----- MATERIAL FOR THIS TASK -----
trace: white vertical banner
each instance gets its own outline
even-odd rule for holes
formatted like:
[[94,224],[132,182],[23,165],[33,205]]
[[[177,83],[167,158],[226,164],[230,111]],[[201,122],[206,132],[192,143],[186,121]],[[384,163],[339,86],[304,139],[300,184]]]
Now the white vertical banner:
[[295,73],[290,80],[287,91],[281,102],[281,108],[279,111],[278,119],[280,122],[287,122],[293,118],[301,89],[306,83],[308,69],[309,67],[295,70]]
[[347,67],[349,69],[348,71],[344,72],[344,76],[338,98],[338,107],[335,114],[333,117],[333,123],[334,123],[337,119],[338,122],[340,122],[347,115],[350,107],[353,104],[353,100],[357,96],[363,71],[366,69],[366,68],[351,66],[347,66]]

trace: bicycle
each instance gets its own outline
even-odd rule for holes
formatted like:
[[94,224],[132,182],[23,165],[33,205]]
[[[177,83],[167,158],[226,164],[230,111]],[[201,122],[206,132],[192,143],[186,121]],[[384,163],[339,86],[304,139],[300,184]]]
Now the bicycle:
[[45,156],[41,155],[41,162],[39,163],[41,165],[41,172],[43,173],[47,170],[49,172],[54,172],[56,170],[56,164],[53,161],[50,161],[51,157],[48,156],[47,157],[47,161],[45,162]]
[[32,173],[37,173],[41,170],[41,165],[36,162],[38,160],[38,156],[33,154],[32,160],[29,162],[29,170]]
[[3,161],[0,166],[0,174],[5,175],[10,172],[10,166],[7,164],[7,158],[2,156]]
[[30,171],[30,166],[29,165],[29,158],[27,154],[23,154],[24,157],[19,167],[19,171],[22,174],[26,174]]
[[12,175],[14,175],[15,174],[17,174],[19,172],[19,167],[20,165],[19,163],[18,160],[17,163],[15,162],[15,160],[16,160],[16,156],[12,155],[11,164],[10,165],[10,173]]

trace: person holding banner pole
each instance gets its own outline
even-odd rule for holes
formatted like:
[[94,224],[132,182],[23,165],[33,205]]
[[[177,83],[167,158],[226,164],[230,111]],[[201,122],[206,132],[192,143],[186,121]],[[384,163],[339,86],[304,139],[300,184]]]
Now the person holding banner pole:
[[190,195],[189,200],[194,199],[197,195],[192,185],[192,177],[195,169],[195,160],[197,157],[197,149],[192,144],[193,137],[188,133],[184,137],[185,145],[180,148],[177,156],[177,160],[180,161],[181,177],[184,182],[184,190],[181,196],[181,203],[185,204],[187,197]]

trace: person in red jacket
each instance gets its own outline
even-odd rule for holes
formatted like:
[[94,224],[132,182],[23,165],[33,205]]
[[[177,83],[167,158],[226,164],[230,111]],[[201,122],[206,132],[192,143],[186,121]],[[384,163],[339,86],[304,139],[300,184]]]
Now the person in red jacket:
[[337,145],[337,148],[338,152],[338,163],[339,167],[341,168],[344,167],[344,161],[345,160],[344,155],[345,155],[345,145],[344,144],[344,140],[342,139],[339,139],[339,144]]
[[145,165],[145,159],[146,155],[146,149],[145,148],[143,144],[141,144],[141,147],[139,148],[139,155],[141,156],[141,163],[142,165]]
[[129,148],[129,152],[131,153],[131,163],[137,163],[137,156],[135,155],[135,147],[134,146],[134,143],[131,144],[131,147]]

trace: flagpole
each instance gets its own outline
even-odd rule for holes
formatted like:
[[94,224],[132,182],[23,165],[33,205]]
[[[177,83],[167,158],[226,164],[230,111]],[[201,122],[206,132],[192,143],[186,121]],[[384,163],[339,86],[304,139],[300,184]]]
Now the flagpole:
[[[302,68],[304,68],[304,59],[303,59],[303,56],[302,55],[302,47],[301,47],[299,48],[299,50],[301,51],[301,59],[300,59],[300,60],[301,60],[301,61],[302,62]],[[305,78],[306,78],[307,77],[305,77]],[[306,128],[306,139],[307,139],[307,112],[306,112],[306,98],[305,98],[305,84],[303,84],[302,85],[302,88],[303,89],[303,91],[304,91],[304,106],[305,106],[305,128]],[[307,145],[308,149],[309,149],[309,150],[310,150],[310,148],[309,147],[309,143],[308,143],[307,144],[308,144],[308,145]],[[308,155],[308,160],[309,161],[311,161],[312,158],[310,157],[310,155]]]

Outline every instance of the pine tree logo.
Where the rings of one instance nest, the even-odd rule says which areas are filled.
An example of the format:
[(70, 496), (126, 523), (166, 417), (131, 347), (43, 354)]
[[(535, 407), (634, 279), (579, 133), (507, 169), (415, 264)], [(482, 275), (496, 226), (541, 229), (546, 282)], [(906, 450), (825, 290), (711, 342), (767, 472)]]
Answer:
-----
> REQUEST
Rewrite all the records above, substituting "object" for every occurrence of "instance" and leaving everything else unchanged.

> OUTPUT FOR THIS EXERCISE
trace: white vertical banner
each object gets its own outline
even-odd rule for holes
formatted like:
[[94,224],[132,182],[23,165],[33,205]]
[[[177,83],[167,158],[226,164],[230,111]],[[201,122],[206,132],[192,143],[186,121]],[[384,163],[339,86],[304,139],[300,184]]]
Now the white vertical banner:
[[295,73],[290,80],[287,91],[281,102],[281,108],[279,111],[278,119],[280,122],[287,122],[293,118],[301,89],[306,83],[308,69],[309,67],[295,70]]
[[347,67],[349,69],[348,71],[344,72],[344,76],[338,98],[338,107],[335,114],[333,117],[333,123],[334,123],[337,119],[338,122],[340,122],[347,115],[350,107],[353,104],[353,100],[357,96],[363,71],[366,69],[366,68],[351,66],[347,66]]

trace: bicycle
each object gets its own outline
even-odd rule for holes
formatted like:
[[94,224],[132,182],[23,165],[33,205]]
[[[177,83],[167,158],[226,164],[230,111]],[[201,122],[206,132],[192,143],[186,121]],[[384,163],[339,86],[304,139],[300,184]]]
Now the bicycle:
[[45,156],[41,155],[41,162],[39,163],[41,165],[41,172],[43,173],[47,170],[49,172],[54,172],[56,170],[56,164],[53,161],[50,161],[51,157],[48,156],[47,157],[47,161],[45,162]]
[[32,173],[37,173],[41,170],[41,165],[36,162],[38,160],[38,156],[33,154],[32,160],[29,162],[29,170]]
[[3,161],[0,166],[0,174],[5,175],[10,172],[10,166],[7,164],[7,158],[2,156]]
[[30,171],[30,166],[29,165],[29,158],[27,154],[23,154],[24,157],[19,167],[19,171],[22,174],[26,174]]
[[12,175],[14,175],[15,174],[17,174],[19,172],[19,167],[20,165],[19,163],[18,160],[17,163],[15,162],[15,160],[16,160],[16,156],[12,155],[11,164],[10,165],[10,173]]

trace: person holding banner pole
each object gets its own outline
even-odd rule for holes
formatted like:
[[94,224],[132,182],[23,165],[33,205]]
[[[177,83],[167,158],[226,164],[230,111]],[[201,122],[206,132],[192,143],[186,121]],[[384,163],[339,86],[304,139],[300,184]]]
Now the person holding banner pole:
[[190,195],[189,200],[194,199],[197,195],[192,185],[192,177],[195,169],[195,160],[197,157],[197,149],[192,144],[193,137],[188,133],[184,137],[185,145],[180,148],[177,156],[177,160],[180,161],[181,177],[184,182],[184,190],[181,196],[181,203],[185,204],[187,197]]

trace: person in red jacket
each object gets its own outline
even-odd rule for holes
formatted like:
[[94,224],[132,182],[23,165],[33,205]]
[[[177,83],[167,158],[226,164],[230,111]],[[201,122],[206,132],[192,143],[186,121]],[[384,163],[339,86],[304,139],[300,184]]]
Now the person in red jacket:
[[337,145],[337,148],[338,152],[338,163],[339,167],[341,168],[344,167],[344,161],[345,160],[344,155],[345,155],[345,145],[344,144],[344,140],[342,139],[339,139],[339,144]]
[[145,165],[145,159],[146,155],[146,149],[145,148],[143,144],[141,144],[141,147],[139,148],[139,155],[141,156],[141,163],[142,165]]
[[129,148],[129,152],[131,153],[131,163],[137,163],[137,156],[135,155],[135,147],[134,146],[134,143],[131,144],[131,147]]

trace: flagpole
each object gets its own outline
even-odd rule for holes
formatted like:
[[94,224],[132,182],[23,165],[33,205]]
[[[177,83],[167,158],[226,164],[230,111]],[[201,122],[206,132],[192,143],[186,121]],[[384,163],[339,86],[304,139],[300,184]]]
Now the flagpole:
[[[302,68],[304,68],[304,59],[303,59],[303,56],[302,55],[302,47],[301,47],[299,48],[299,50],[301,51],[301,59],[300,59],[300,60],[301,60],[301,61],[302,62]],[[305,78],[306,78],[307,77],[305,77]],[[306,128],[306,139],[307,139],[307,112],[306,112],[306,98],[305,98],[305,84],[303,84],[302,85],[302,88],[303,89],[303,91],[304,91],[304,106],[305,106],[305,128]],[[307,145],[308,149],[309,149],[309,150],[310,150],[310,148],[309,147],[309,143],[308,143],[307,144],[308,144],[308,145]],[[308,155],[308,160],[309,161],[311,161],[312,158],[310,157],[310,155]]]

Outline every object of the pine tree logo.
Where the rings of one object nest, the even-odd rule says which areas are filled.
An example of the format:
[(70, 496), (126, 523), (166, 417), (131, 347), (43, 354)]
[[(535, 407), (634, 279), (579, 133), (507, 169), (415, 264)], [(482, 275), (496, 226), (541, 229), (546, 282)], [(906, 450), (825, 290), (711, 342), (767, 472)]]
Answer:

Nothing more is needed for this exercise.